__GOAL__: Could you copy out all of the records below, line for line and without a single change?

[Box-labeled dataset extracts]
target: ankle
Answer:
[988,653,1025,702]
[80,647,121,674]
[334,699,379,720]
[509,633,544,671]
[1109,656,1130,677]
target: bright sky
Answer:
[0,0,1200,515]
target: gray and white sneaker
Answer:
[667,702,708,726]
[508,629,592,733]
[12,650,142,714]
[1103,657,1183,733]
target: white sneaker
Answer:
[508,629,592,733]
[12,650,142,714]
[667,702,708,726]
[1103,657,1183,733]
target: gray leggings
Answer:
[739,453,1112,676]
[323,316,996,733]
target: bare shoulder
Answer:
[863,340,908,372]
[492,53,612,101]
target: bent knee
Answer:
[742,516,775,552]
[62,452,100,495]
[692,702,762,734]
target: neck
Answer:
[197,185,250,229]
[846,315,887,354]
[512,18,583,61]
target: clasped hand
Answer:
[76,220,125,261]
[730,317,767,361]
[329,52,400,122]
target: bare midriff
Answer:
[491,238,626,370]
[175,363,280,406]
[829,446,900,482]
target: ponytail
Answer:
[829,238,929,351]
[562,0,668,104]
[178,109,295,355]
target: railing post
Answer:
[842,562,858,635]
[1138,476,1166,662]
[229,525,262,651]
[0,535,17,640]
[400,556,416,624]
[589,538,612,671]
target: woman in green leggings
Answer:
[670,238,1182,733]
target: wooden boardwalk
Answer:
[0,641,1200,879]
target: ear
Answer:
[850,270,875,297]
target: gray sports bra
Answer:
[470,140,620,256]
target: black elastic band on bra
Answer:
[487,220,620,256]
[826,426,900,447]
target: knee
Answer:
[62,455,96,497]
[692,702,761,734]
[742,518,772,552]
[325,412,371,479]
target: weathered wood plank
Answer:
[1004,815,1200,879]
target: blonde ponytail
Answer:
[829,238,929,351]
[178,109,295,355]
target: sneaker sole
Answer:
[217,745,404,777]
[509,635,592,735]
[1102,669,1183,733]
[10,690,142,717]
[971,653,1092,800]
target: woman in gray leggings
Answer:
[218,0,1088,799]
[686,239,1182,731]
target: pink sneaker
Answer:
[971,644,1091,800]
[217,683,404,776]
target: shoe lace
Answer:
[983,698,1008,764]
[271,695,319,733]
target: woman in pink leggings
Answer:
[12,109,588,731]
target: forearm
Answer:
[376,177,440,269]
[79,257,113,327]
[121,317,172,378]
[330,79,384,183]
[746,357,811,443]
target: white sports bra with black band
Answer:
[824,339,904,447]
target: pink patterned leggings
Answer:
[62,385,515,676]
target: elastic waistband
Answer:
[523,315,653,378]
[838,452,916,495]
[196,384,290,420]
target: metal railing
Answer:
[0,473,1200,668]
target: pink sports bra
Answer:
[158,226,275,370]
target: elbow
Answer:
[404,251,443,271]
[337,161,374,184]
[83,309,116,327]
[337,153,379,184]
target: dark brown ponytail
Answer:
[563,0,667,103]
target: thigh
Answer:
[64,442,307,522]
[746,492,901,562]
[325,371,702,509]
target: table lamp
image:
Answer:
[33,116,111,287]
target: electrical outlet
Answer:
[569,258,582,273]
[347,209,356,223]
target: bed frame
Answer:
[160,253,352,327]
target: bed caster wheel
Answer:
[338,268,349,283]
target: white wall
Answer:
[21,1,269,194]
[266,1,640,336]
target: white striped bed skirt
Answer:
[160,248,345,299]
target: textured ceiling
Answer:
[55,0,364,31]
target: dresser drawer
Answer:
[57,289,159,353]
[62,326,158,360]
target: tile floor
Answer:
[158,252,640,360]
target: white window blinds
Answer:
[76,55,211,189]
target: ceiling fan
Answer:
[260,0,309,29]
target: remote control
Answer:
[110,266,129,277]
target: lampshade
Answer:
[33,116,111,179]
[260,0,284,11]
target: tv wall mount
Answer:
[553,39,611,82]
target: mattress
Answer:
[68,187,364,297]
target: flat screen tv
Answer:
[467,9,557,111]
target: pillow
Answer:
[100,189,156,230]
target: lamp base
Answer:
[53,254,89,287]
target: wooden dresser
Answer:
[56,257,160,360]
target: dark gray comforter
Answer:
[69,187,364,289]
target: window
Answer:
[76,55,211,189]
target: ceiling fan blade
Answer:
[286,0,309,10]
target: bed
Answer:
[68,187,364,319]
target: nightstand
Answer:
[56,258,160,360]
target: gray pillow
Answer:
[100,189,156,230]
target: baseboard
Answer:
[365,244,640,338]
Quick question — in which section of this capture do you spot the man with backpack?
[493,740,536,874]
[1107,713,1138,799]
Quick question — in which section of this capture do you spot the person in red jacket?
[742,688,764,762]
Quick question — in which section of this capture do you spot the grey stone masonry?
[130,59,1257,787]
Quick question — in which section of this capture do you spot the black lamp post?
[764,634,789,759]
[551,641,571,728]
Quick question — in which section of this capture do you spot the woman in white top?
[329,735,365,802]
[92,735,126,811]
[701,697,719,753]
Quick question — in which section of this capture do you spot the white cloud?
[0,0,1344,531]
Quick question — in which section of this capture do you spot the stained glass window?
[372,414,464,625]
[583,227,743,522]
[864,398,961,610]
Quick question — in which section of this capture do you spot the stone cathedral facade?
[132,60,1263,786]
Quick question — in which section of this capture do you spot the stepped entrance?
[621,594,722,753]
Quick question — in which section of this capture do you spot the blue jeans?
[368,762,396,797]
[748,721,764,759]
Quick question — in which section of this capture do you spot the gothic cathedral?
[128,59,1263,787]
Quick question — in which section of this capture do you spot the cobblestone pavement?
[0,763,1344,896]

__EXERCISE RESULT__:
target: ankle
Answer:
[988,653,1025,702]
[80,647,121,674]
[334,699,379,720]
[509,633,544,671]
[1109,656,1130,677]
target: bright sky
Answer:
[0,0,1200,515]
target: gray and white sneaker
Answer:
[667,702,708,726]
[508,629,592,733]
[12,650,142,714]
[1103,657,1183,733]
target: white sneaker
Answer:
[508,629,592,733]
[12,650,142,714]
[667,702,708,726]
[1103,657,1183,733]
target: gray leggings
Answer:
[739,453,1112,676]
[323,316,996,733]
target: bare shoulder
Answer:
[863,340,908,372]
[492,53,612,101]
target: bent knee
Answer:
[742,516,775,552]
[62,452,100,495]
[692,702,762,734]
target: neck
Answer:
[197,185,250,229]
[846,315,887,354]
[512,18,583,61]
target: clasped hand
Answer:
[76,220,125,261]
[730,317,767,361]
[329,52,400,122]
target: bare midriff
Answer:
[491,238,626,370]
[175,363,280,406]
[829,446,900,482]
target: ponytail
Answer:
[829,238,929,351]
[562,0,668,104]
[178,109,295,355]
target: railing post
Answer:
[842,562,858,635]
[1138,476,1166,662]
[229,525,262,651]
[0,535,17,640]
[400,556,416,624]
[589,538,612,671]
target: woman in green leggings
Answer:
[670,238,1182,733]
target: wooden boardwalk
Answer:
[0,641,1200,879]
target: ear
Answer:
[850,270,875,297]
target: gray sports bra
Answer:
[470,140,620,256]
target: black elastic band on bra
Answer:
[487,220,620,256]
[826,426,900,447]
target: knee
Answer:
[62,455,96,497]
[692,702,761,734]
[742,518,772,552]
[325,412,371,479]
target: weathered wood plank
Answer:
[1004,815,1200,879]
target: blonde ponytail
Answer:
[829,238,929,351]
[178,109,295,355]
target: sneaker sole
Answer:
[217,745,404,777]
[509,635,592,735]
[1102,669,1183,733]
[10,690,142,717]
[971,653,1092,800]
target: woman in gray leggings
Answer:
[218,0,1088,799]
[686,239,1182,731]
target: pink sneaker
Answer:
[971,644,1091,800]
[217,683,404,776]
target: shoe lace
Answer:
[983,698,1008,764]
[271,695,319,733]
target: woman in pink leggings
Answer:
[12,109,588,731]
target: forearm
Answer:
[376,177,440,269]
[79,257,113,327]
[121,317,172,378]
[330,79,384,183]
[746,357,811,443]
target: white sports bra with black band
Answer:
[824,339,904,447]
target: pink patterned leggings
Answer:
[62,385,515,676]
target: elastic waistband
Answer:
[523,315,653,378]
[838,452,916,495]
[196,384,290,420]
target: metal railing
Answer:
[0,473,1200,668]
target: pink sports bra
Answer:
[158,226,275,370]
target: elbow
Answer:
[404,251,443,271]
[337,161,374,184]
[83,309,116,327]
[337,153,379,184]
target: dark brown ponytail
Answer:
[563,0,667,103]
target: thigh
Answer:
[64,442,307,522]
[746,492,901,562]
[325,371,702,509]
target: table lamp
image:
Answer:
[33,116,111,287]
target: electrical outlet
Answer:
[569,258,582,273]
[347,209,356,223]
target: bed frame
Answer:
[160,253,352,327]
target: bed caster wheel
Answer:
[338,268,349,283]
target: white wall
Answer:
[21,1,269,194]
[266,1,640,336]
target: white striped bed skirt
Answer:
[160,248,345,299]
target: textured ceiling
Answer:
[55,0,364,31]
target: dresser drawer
Answer:
[57,289,159,353]
[62,326,158,360]
target: tile floor
Answer:
[158,252,640,360]
target: white window blinds
Answer:
[76,55,211,189]
target: ceiling fan
Answer:
[260,0,309,29]
target: remote control
Answer:
[110,266,129,277]
target: lampshade
Answer:
[33,116,111,179]
[260,0,284,11]
target: tv wall mount
Answer:
[553,39,611,82]
target: mattress
Answer:
[68,187,364,297]
target: flat screen tv
Answer:
[467,9,557,111]
target: pillow
Answer:
[100,189,156,230]
target: lamp base
Answer:
[53,254,89,287]
target: wooden dresser
Answer:
[56,257,160,360]
target: dark gray comforter
Answer:
[69,187,364,289]
target: window
Answer:
[76,55,211,189]
target: ceiling fan blade
Answer:
[286,0,309,10]
target: bed
Answer:
[68,187,364,319]
target: nightstand
Answer:
[56,258,160,360]
target: gray pillow
Answer:
[100,189,156,230]
target: baseboard
Answer:
[365,244,640,338]
Quick question — in which section of this capture do you spot the man with backpack?
[493,740,536,874]
[1107,713,1138,799]
Quick question — in which section of this capture do you spot the person in red jacket?
[742,688,764,762]
Quick question — in which section of this capture do you spot the grey stone masonry?
[130,59,1257,787]
Quick question — in which section of this capture do you spot the black lamp post?
[764,634,789,759]
[551,641,571,728]
Quick question — in which section of this capture do you spot the woman in white top?
[329,735,365,802]
[92,735,126,811]
[701,697,719,753]
Quick question — in which section of this capture do you spot the white cloud?
[0,0,1344,531]
Quick question — in which section of this capture do you spot the stained glass window?
[372,414,464,625]
[583,227,743,522]
[864,398,961,610]
Quick question — in which section of this capture do you spot the stone cathedral facade?
[132,60,1263,786]
Quick question — in which section of this capture do you spot the stepped entrance?
[621,594,722,753]
Quick question — in which section of this capture do you spot the blue jeans?
[368,762,396,797]
[748,721,764,759]
Quick question — in which section of this capture do you spot the gothic cathedral?
[128,59,1263,787]
Quick question — in which section of this capture do you spot the cobblestone pavement?
[0,763,1344,896]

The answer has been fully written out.